- WORK TO DO: Could you turn the lines below into a numbered list, skipping any blank lines and leaving out the pictures?
┏━━
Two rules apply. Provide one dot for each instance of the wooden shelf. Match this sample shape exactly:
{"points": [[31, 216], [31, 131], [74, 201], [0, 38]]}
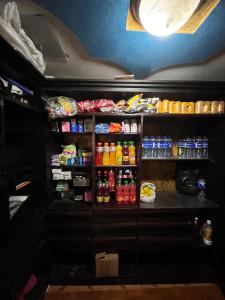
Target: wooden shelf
{"points": [[9, 99], [113, 205], [71, 133], [148, 115], [119, 134], [117, 166], [174, 200], [175, 159]]}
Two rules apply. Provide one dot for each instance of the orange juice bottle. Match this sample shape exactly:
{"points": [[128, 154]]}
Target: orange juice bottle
{"points": [[105, 160], [119, 154], [131, 153], [112, 154]]}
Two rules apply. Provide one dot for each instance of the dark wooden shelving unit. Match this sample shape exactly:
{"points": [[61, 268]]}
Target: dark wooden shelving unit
{"points": [[141, 233], [157, 243]]}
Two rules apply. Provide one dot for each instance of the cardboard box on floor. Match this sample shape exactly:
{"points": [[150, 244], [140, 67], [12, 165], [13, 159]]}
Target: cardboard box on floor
{"points": [[106, 265]]}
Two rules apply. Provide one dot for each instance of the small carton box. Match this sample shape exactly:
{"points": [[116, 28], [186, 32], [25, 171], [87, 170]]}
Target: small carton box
{"points": [[106, 265]]}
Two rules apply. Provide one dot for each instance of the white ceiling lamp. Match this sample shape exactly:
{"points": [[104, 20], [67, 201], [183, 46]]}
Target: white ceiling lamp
{"points": [[163, 17]]}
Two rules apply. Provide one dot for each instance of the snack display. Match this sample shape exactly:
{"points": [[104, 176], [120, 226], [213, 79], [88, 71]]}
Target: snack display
{"points": [[59, 107], [99, 105], [147, 192]]}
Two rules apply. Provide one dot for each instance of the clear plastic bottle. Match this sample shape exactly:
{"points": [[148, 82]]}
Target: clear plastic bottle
{"points": [[131, 149], [155, 147], [159, 149], [105, 159], [145, 147], [199, 147], [188, 148], [125, 154], [133, 194], [170, 145], [119, 193], [99, 154], [205, 144], [207, 233], [119, 154], [192, 147], [150, 147], [99, 192], [106, 196], [111, 178], [112, 154], [126, 194]]}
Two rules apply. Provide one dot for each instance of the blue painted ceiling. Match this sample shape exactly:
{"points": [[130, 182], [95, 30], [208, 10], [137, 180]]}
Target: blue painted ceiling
{"points": [[101, 27]]}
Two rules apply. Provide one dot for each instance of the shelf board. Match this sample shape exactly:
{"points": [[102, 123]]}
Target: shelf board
{"points": [[21, 104], [118, 134], [71, 133], [175, 159], [117, 166], [113, 205], [174, 200], [148, 115], [71, 167]]}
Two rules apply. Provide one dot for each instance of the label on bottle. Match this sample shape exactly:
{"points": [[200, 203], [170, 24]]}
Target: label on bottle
{"points": [[132, 160], [125, 159], [99, 199], [207, 237], [106, 199]]}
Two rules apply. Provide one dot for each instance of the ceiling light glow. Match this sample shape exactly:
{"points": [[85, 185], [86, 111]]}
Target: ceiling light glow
{"points": [[164, 17]]}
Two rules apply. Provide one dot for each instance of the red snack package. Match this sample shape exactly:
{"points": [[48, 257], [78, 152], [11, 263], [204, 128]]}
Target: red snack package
{"points": [[115, 127], [104, 105], [86, 106]]}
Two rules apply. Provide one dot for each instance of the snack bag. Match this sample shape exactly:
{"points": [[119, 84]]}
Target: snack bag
{"points": [[60, 106]]}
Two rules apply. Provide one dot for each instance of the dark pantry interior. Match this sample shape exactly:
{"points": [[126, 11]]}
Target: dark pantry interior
{"points": [[91, 215]]}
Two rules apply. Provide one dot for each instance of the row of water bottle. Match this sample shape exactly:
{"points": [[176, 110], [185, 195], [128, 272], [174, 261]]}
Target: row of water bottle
{"points": [[196, 147], [165, 147], [156, 147]]}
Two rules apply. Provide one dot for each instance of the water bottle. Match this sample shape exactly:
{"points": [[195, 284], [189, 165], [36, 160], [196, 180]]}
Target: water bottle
{"points": [[144, 147], [184, 148], [150, 149], [198, 147], [188, 148], [192, 147], [159, 146], [205, 144], [169, 148], [155, 147]]}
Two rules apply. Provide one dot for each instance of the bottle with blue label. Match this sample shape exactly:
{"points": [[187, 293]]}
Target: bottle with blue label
{"points": [[201, 187], [205, 145], [145, 147], [73, 125]]}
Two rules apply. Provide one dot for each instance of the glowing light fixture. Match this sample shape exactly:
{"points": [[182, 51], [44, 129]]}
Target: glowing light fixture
{"points": [[163, 17]]}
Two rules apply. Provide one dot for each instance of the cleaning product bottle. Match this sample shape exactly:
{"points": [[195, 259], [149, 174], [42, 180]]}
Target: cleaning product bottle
{"points": [[133, 192], [119, 154], [99, 192], [111, 180], [125, 154], [119, 193], [106, 197], [105, 159], [131, 149], [98, 158], [112, 154], [126, 195]]}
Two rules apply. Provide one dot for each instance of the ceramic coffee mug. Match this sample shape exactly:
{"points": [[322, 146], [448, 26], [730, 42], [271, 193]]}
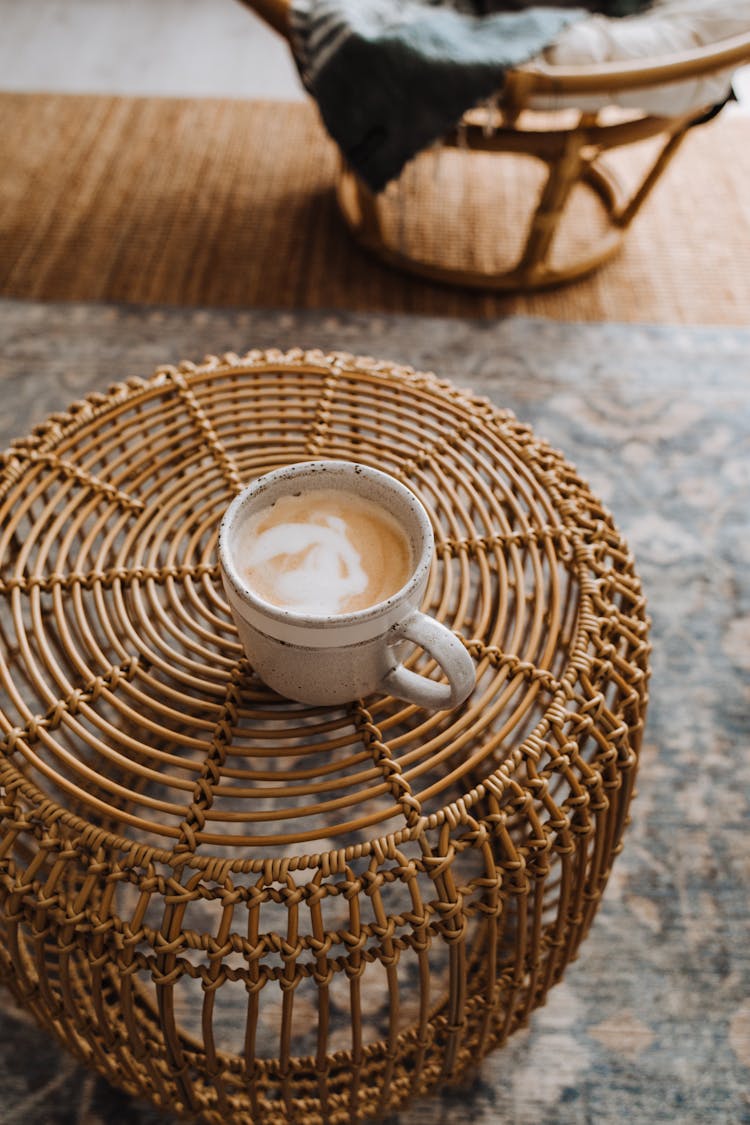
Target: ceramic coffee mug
{"points": [[339, 657]]}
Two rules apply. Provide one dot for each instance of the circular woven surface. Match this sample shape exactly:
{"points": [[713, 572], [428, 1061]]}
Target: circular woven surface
{"points": [[243, 907]]}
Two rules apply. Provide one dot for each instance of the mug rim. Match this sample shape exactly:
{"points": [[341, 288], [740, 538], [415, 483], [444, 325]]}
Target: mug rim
{"points": [[249, 599]]}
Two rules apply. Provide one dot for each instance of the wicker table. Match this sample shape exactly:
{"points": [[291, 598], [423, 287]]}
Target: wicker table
┗━━
- PROBLEM SOLUTION:
1. Two rules apply. Provide one dot for each instance of the wooden shelf. Match this sample shape exactly:
2. {"points": [[31, 216], [31, 131], [74, 201], [0, 38]]}
3. Target: wooden shelf
4. {"points": [[9, 99], [113, 205], [71, 133], [148, 115], [119, 134], [117, 166], [174, 200], [175, 159]]}
5. Two rules apply. Provide one dot for each instance of the orange juice bottle. Match this sample shape exactly:
6. {"points": [[128, 154]]}
7. Target: orange juice bottle
8. {"points": [[105, 160], [119, 154], [131, 153], [112, 154]]}
9. Two rules apply. Provide one dot for each instance of the dark wooden shelving unit. Match this sample shape exactly:
10. {"points": [[61, 268]]}
11. Target: dark wooden shelving unit
12. {"points": [[141, 233], [157, 243]]}
13. Two rules apply. Provide one dot for each instance of the cardboard box on floor. Match this sample shape exactly:
14. {"points": [[150, 244], [140, 67], [12, 165], [13, 159]]}
15. Target: cardboard box on floor
16. {"points": [[106, 265]]}
17. Two rules apply. Provide one dot for each instance of the small carton box. Match this sample shape exactly:
18. {"points": [[116, 28], [186, 32], [25, 171], [87, 170]]}
19. Target: small carton box
20. {"points": [[106, 265]]}
21. Two rules apply. Provide one dot for each instance of the white ceiling lamp. Match this sample shape exactly:
22. {"points": [[104, 20], [67, 201], [183, 46]]}
23. Target: white ceiling lamp
24. {"points": [[163, 17]]}
25. Two rules apply. Provide one dot for each instance of the snack display. Match this sample shape exactly:
26. {"points": [[104, 176], [120, 226], [213, 79], [88, 71]]}
27. Target: snack display
28. {"points": [[59, 107], [99, 105], [147, 192]]}
29. Two rules apply. Provide one dot for each instance of the clear plastic bottle. Match this sample shape exactly:
30. {"points": [[148, 82]]}
31. Target: clear plastic bottle
32. {"points": [[131, 149], [155, 147], [159, 149], [105, 159], [145, 147], [199, 147], [188, 148], [125, 154], [133, 194], [170, 145], [119, 193], [99, 154], [205, 144], [207, 233], [119, 154], [192, 147], [150, 147], [99, 192], [106, 196], [111, 178], [112, 154], [126, 194]]}
33. Two rules apply. Provide one dot for each instance of the blue painted ceiling. Match this sample shape exactly:
34. {"points": [[130, 182], [95, 30], [208, 10], [137, 180]]}
35. Target: blue painted ceiling
36. {"points": [[101, 27]]}
37. Two rules apply. Provide one dot for each instance of the shelf board. Match this sample shape exactly:
38. {"points": [[102, 123]]}
39. Target: shelf board
40. {"points": [[21, 104], [118, 134], [71, 133], [175, 159], [117, 166], [113, 205], [174, 200], [148, 115], [71, 167]]}
41. Two rules apply. Provide one dot for each instance of the label on bottle. Match this sample shape exactly:
42. {"points": [[200, 203], [170, 24]]}
43. Target: label on bottle
44. {"points": [[132, 160], [125, 159], [99, 199], [207, 237], [106, 199]]}
45. Two rules apply. Provide one dot for each instance of the ceiling light glow. Match this sample shape exactly:
46. {"points": [[85, 185], [86, 111]]}
47. Target: ceiling light glow
48. {"points": [[164, 17]]}
49. Two rules apply. Provide one dot for each instance of the red snack package. Match this sample shape exactly:
50. {"points": [[48, 257], [78, 152], [11, 263], [204, 128]]}
51. Target: red snack package
52. {"points": [[115, 127], [104, 105], [86, 106]]}
53. Two rules apply. Provide one dot for each instance of the snack bag. Match this sample shape exactly:
54. {"points": [[119, 84]]}
55. Target: snack bag
56. {"points": [[60, 106]]}
57. Two rules apply. Provide one dot for each instance of the dark pantry interior. Match this sample shape exactly:
58. {"points": [[126, 11]]}
59. Target: dark pantry interior
60. {"points": [[91, 215]]}
61. Two rules apply. Provide one dot for each instance of the row of water bottle. Match this sample shape exactly:
62. {"points": [[176, 110], [185, 195], [128, 272], [174, 261]]}
63. Target: row of water bottle
64. {"points": [[196, 147], [165, 147], [156, 147]]}
65. Two rules apply. Provide one dot for each instance of the water bottle. Match this sample shape exactly:
66. {"points": [[195, 284], [189, 165], [36, 160], [196, 180]]}
67. Target: water bottle
68. {"points": [[144, 147], [184, 148], [150, 149], [198, 147], [188, 148], [192, 147], [159, 146], [205, 144], [169, 148], [155, 147]]}
69. Two rules apply. Provide one dot for each instance of the bottle with blue label. Match this sample shape exactly:
70. {"points": [[187, 293]]}
71. Target: bottle with blue label
72. {"points": [[201, 187], [205, 145], [145, 147], [73, 125]]}
73. Two rules apply. Provide one dot for each instance of the glowing light fixture. Match this sample shape exactly:
74. {"points": [[182, 51], [44, 129]]}
75. Target: glowing light fixture
76. {"points": [[163, 17]]}
77. Two rules apply. Provide one dot for each instance of the cleaning product bottle. Match this sample shape exactly:
78. {"points": [[195, 259], [149, 174], [42, 180]]}
79. Target: cleaning product bottle
80. {"points": [[133, 192], [119, 154], [99, 192], [111, 180], [125, 154], [119, 193], [106, 197], [105, 159], [131, 149], [98, 158], [112, 154], [126, 195]]}
81. Two rules apply. Provide one dot for each instance of the ceramic coffee mug. Match this sample shape exactly:
82. {"points": [[322, 146], [448, 26], [730, 42], [271, 193]]}
83. Target: ceramic coffee mug
84. {"points": [[339, 657]]}
85. Two rules apply. Provide one dot for each instance of the circular woven surface. Match this sample shape exactly:
86. {"points": [[713, 572], [428, 1061]]}
87. Target: circular woven surface
88. {"points": [[243, 907]]}
89. Two rules apply. Provide one dot for each instance of the mug rim. Match this sample shape exactly:
90. {"points": [[341, 288], [740, 538], [415, 483], [444, 325]]}
91. Target: mug rim
92. {"points": [[249, 599]]}
93. Two rules apply. Provide one dot for each instance of the wicker table. Match this sample shape exactly:
94. {"points": [[291, 598], [423, 287]]}
95. Target: wicker table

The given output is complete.